Excerpts of bounding box data:
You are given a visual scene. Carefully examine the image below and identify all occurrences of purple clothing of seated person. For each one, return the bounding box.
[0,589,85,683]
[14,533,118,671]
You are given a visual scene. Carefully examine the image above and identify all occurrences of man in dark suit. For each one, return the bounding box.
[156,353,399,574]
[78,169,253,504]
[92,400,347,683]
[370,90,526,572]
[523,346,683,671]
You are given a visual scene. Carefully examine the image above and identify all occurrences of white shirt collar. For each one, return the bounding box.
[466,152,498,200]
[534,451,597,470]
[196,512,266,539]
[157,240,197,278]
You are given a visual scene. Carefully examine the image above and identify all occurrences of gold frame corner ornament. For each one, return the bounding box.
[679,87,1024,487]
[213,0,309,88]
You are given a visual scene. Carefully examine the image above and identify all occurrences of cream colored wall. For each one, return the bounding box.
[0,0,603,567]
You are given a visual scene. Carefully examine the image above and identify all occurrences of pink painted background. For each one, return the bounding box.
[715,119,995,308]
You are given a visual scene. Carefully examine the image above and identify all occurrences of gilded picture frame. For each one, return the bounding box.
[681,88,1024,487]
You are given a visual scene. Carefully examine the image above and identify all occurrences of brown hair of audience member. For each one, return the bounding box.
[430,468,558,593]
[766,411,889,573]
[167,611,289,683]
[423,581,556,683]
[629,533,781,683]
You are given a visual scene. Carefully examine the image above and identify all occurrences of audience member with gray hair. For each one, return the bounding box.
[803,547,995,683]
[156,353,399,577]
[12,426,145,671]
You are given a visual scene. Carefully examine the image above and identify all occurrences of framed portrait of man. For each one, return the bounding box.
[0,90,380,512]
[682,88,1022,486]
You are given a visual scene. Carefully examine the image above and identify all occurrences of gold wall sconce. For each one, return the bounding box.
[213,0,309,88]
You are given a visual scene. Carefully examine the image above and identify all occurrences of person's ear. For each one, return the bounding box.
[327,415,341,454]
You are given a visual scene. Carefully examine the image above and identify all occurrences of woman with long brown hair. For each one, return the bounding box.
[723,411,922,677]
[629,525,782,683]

_Exercise brief:_
Reproduce every line of the listing from the one holding "ear. For each one, return the bounding box." through the end of the listing, both ends included, with all bounding box coordinates multiplied by 2.25 and rounded to whole numbers, halves rounded up.

_Correct output:_
You are given a visual scene. Carefully examine the image above and identify all occurrences of person's ear. For each one, return the bounding box.
[736,934,767,1022]
You are given a visual scene. Carefully examine the image above and identify all occurrences of woman with long brown hair. For each one, return the bounding box.
[1627,925,2075,1523]
[1415,1181,1760,1537]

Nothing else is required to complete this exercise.